Each entry should be given again exactly, with any image left out.

————

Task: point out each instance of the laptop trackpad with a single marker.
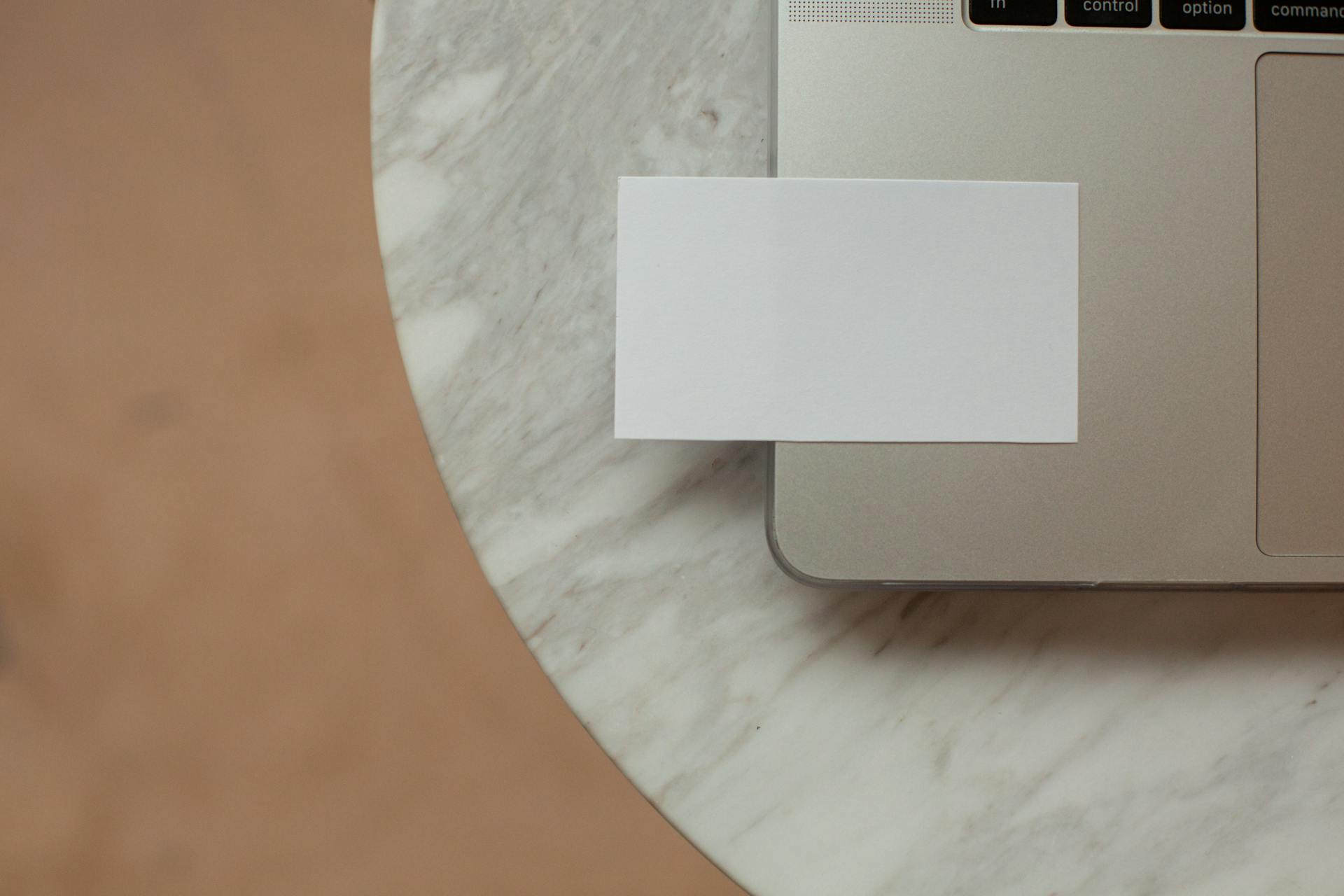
(1300, 160)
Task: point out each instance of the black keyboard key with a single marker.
(1300, 15)
(1109, 14)
(1206, 15)
(1014, 13)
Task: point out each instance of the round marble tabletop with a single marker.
(808, 742)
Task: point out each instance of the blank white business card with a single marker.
(847, 311)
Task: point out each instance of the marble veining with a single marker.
(808, 742)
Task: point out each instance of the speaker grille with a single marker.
(930, 13)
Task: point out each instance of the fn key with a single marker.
(1014, 13)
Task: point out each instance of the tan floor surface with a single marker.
(244, 648)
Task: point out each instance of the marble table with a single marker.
(808, 742)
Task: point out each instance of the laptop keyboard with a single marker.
(1306, 16)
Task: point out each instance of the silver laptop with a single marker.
(1208, 140)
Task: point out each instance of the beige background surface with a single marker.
(244, 647)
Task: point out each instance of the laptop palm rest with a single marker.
(1300, 186)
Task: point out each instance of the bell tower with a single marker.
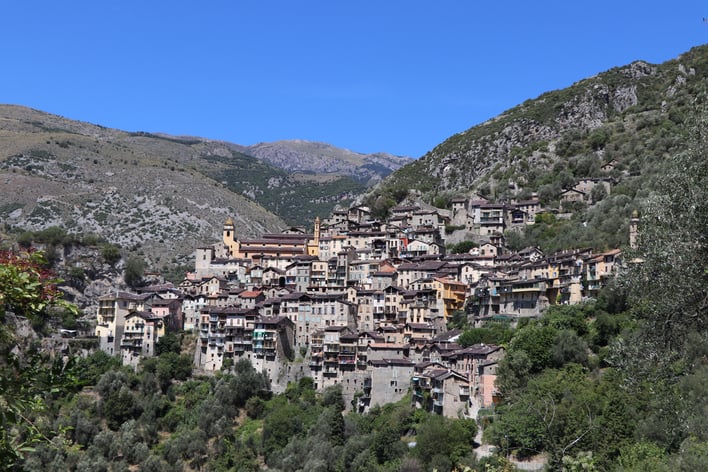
(229, 237)
(634, 229)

————

▸ Reply:
Task: point out each instance of the laptop trackpad with a single marker.
(1300, 160)
Task: point out each instance of the black keyboard key with a single marker.
(1300, 15)
(1109, 14)
(1206, 15)
(1014, 13)
Task: point out each instance of the round marble tabletop with a single marker.
(808, 742)
Task: point out each instance of the blank white business card with a single marker.
(847, 311)
Task: point out each instance of the marble veining with a single marker.
(808, 742)
Task: point out each instance of the speaker grille with a single marker.
(930, 13)
Task: point out each instance of the fn key with a single marker.
(1014, 13)
Task: point out each instance of the tan floor surface with a single marker.
(244, 648)
Task: point out each instance of the marble table with a single marker.
(808, 742)
Task: point out each instance of the laptop keyboard with a single marker.
(1306, 16)
Task: point out each instance of the silver laptop with a single marker.
(1208, 140)
Task: point out each instance of the beige background surface with a single marker.
(244, 647)
Task: point out each instance of the laptop palm rest with a single marker.
(1300, 186)
Task: point out each instance of the bell tower with a single marker.
(229, 237)
(634, 229)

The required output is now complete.